*Description of the task*: Rewrite the passage of the beef recall article that opens with "JBS, the world’s" and closes with "with Salmonella Newport.", replacing "meatpacker" with "beef processor".

*Source text*:
□ □ □

JBS, the world’s largest meatpacker, is recalling 6.5 million pounds of raw beef that was processed at its Tolleson, Arizona facility, the United States Department of Agriculture’s (USDA) Food Safety and Inspection Service (FSIS) announced on Monday. The recalled product is at risk for contamination with Salmonella Newport.
That is an enormous recall. FSIS data indicate it is the largest single recall of beef since the infamous Rancho recall of 2014. Six-and-a-half million pounds is more than double the amount of beef recalled in 2015, 2016, and 2017 combined.
The recall applies to ground beef, as well as some burger patties and sirloin trimmings, which were packaged between July 26 and September 7, and distributed to retailers and institutions in 16 states: Arizona, California, Connecticut, Colorado, Florida, Georgia, Kansas, Illinois, Louisiana, Ohio, Oregon, New Mexico, New York, Texas, Virginia, and Wisconsin.
You can see the labels of the recalled products here, and the complete list of product names—a technical document that appears intended for retailers—including the brand, packaging date, and distribution area, on a 15-page list here. The products subject to recall should read “Est. 267” on the USDA mark of inspection.

□ □ □

*Provided records*:

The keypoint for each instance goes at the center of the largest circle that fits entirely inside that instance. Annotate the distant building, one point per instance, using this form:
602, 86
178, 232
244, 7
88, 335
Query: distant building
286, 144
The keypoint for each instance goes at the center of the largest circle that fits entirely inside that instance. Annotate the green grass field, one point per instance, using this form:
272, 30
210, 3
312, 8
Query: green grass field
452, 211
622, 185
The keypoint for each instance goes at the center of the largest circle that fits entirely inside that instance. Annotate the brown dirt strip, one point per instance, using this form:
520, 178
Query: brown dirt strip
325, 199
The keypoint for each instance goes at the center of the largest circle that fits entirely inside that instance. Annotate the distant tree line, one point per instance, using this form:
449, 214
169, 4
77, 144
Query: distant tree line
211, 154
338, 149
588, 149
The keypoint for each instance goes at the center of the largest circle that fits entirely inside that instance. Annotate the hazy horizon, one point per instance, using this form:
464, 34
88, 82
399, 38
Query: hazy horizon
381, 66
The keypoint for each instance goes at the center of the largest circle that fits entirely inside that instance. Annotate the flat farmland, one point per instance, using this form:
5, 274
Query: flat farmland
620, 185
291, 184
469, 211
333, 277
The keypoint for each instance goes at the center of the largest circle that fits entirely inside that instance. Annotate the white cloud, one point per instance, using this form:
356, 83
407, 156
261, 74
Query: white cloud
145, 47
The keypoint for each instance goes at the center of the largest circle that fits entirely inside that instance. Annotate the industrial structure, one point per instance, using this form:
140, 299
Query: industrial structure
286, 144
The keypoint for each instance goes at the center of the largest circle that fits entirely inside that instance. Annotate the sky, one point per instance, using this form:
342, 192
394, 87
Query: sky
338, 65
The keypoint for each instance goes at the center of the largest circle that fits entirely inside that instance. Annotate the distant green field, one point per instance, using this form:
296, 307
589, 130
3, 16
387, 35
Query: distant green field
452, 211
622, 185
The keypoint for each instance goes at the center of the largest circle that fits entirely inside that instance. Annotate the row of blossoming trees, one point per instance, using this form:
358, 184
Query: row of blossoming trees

□ □ □

*Answer box*:
JBS, the world’s largest beef processor, is recalling 6.5 million pounds of raw beef that was processed at its Tolleson, Arizona facility, the United States Department of Agriculture’s (USDA) Food Safety and Inspection Service (FSIS) announced on Monday. The recalled product is at risk for contamination with Salmonella Newport.